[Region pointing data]

*** Begin section ***

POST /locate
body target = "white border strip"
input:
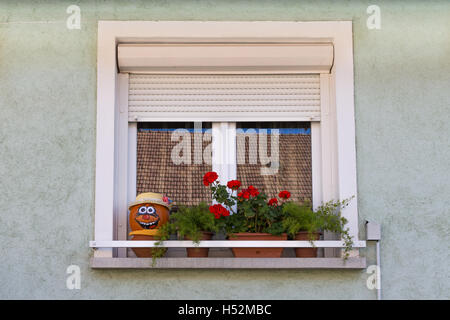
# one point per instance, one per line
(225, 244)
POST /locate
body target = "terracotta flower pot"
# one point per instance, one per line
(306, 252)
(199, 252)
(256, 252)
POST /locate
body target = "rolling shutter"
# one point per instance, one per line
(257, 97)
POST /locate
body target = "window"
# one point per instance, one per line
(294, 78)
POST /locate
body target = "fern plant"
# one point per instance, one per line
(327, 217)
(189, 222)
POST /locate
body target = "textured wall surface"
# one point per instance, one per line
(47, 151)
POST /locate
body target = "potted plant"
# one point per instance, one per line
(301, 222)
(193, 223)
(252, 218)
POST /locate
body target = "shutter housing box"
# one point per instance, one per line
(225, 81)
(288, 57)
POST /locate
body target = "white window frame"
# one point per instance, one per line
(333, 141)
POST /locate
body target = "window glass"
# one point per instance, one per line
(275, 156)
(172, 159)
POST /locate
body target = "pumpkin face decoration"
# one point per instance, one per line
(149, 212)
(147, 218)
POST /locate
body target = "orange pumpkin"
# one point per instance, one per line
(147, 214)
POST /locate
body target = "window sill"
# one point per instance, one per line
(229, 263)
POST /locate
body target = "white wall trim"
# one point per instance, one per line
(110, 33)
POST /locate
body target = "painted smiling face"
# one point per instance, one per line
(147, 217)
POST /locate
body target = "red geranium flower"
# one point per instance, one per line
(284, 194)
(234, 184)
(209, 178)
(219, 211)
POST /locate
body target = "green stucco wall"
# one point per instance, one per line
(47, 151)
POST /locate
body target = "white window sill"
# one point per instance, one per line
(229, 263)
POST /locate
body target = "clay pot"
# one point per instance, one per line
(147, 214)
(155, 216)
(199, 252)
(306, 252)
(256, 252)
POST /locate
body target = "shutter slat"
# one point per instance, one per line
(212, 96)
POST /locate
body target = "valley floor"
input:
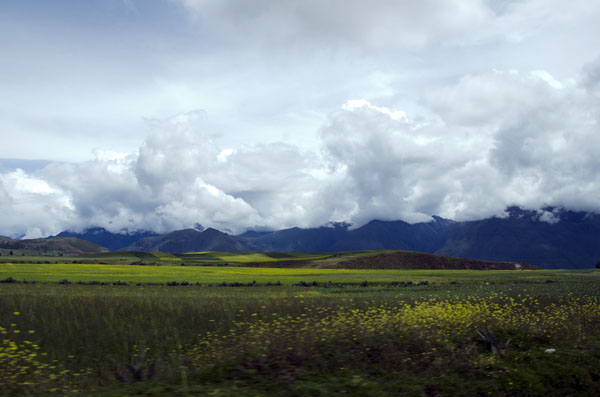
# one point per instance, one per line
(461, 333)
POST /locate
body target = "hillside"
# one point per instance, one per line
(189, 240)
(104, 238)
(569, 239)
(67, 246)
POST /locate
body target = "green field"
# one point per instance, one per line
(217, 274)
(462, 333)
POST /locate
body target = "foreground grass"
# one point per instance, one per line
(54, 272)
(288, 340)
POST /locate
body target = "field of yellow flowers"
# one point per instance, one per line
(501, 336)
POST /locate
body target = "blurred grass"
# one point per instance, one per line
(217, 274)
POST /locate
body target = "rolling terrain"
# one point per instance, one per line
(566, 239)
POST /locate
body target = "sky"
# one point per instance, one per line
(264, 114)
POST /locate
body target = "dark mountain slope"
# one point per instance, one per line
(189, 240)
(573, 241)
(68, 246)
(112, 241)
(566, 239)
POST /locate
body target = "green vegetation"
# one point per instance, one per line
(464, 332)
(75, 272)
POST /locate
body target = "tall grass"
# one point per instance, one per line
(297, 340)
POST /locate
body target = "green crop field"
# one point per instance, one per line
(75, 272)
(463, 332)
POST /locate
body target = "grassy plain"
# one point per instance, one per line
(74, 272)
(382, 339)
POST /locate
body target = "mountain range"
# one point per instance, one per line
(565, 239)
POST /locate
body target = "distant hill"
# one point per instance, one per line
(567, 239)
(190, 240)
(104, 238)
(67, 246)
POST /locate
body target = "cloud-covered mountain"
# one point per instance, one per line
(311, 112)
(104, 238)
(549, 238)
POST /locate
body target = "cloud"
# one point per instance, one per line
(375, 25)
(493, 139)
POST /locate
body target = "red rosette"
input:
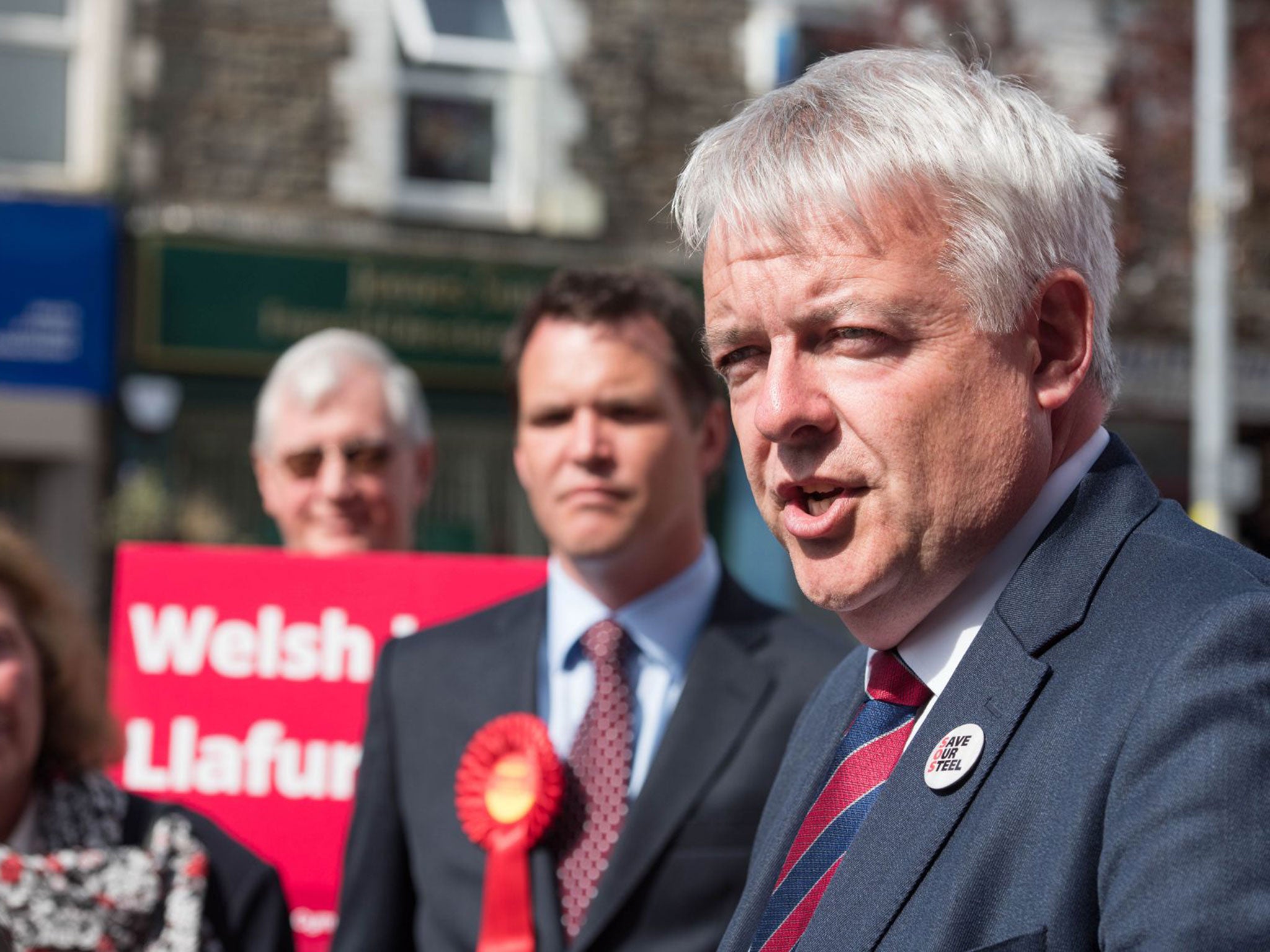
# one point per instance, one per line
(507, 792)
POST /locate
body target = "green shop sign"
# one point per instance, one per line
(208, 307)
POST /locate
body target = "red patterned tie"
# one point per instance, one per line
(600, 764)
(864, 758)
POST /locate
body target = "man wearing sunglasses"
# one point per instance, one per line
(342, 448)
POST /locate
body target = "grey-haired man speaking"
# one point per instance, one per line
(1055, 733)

*** End section ***
*** Begin section ***

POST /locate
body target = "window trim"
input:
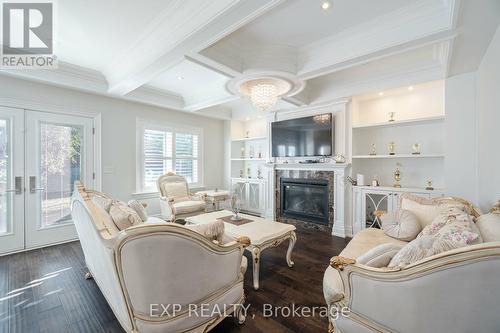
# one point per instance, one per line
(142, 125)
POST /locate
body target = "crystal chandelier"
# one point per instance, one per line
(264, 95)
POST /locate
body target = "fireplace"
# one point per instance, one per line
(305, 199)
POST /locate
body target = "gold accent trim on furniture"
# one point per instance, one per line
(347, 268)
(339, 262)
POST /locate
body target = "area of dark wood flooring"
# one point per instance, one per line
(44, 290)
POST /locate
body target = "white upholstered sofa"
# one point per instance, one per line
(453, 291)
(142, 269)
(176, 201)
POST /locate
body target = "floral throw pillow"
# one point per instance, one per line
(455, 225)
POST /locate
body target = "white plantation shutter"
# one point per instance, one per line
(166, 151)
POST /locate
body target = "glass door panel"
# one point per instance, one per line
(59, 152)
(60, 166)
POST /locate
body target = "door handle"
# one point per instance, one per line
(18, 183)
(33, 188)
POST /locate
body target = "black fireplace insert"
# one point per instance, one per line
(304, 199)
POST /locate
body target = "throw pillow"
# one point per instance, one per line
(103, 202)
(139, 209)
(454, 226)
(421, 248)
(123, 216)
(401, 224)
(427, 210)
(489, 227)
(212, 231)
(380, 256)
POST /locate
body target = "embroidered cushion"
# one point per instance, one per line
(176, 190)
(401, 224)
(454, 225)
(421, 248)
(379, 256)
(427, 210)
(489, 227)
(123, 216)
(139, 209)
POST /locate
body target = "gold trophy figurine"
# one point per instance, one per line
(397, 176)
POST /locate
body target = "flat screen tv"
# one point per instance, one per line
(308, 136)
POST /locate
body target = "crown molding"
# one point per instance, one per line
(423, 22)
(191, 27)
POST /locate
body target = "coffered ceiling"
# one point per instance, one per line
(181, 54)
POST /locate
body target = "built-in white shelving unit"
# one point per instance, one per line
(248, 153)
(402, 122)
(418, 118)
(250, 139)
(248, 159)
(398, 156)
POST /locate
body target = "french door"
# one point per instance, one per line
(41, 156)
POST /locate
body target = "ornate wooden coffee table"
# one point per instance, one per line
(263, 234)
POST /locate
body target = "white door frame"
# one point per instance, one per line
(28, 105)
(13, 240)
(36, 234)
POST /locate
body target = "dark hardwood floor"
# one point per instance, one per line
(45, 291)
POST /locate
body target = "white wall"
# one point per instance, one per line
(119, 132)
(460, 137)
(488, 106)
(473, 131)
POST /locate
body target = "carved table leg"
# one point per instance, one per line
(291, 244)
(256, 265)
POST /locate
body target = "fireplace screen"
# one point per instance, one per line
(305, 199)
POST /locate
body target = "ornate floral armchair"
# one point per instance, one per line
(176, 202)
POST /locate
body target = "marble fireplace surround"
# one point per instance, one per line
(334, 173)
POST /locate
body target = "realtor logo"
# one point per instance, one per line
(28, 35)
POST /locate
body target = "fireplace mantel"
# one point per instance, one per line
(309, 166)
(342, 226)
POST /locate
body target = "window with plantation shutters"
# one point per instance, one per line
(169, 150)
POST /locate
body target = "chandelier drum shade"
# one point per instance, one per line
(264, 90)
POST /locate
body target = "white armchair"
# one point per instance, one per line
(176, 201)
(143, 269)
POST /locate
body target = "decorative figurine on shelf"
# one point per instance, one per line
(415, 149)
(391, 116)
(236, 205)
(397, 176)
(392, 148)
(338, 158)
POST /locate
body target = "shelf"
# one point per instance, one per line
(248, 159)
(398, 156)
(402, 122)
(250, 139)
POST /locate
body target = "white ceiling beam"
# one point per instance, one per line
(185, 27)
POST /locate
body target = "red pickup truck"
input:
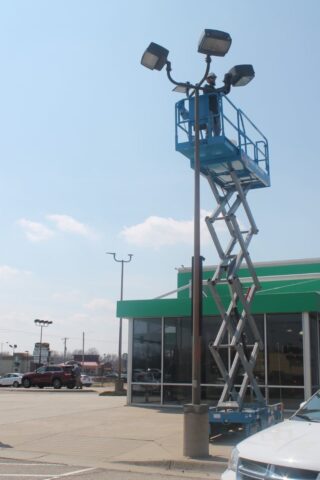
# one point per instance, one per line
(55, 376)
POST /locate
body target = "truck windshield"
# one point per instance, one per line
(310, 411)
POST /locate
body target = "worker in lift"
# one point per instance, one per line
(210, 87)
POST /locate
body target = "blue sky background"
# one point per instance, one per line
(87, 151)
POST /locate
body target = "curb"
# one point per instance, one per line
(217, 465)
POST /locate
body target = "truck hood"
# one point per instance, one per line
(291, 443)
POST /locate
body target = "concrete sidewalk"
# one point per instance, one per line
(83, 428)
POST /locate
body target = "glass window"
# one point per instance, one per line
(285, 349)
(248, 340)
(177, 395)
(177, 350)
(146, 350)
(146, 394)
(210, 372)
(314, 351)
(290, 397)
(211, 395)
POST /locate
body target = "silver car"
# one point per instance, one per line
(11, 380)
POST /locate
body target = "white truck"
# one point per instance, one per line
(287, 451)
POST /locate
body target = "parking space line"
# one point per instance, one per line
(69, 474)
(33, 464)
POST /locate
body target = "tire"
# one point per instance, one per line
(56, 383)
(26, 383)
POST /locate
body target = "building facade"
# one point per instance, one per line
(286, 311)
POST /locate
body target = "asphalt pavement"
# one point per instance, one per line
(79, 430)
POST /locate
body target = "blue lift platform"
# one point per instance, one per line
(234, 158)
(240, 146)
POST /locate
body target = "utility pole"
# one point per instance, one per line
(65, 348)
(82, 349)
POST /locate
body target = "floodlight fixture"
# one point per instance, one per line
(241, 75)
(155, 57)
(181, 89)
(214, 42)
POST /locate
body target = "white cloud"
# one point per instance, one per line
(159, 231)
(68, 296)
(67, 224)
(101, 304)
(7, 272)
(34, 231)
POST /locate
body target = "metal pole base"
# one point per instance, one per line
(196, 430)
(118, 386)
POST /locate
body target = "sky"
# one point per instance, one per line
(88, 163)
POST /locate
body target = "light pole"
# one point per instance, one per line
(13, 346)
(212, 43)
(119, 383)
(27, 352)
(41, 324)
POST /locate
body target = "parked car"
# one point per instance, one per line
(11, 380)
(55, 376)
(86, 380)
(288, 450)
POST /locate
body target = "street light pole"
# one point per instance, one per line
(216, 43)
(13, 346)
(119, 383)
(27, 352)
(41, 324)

*** End section ***

WORK TASK
Search the data above for the string "cloud" and report each line that holds it.

SOLUTION TO THIS TASK
body target = "cloud-covered mountain"
body target = "cloud"
body target = "white cloud"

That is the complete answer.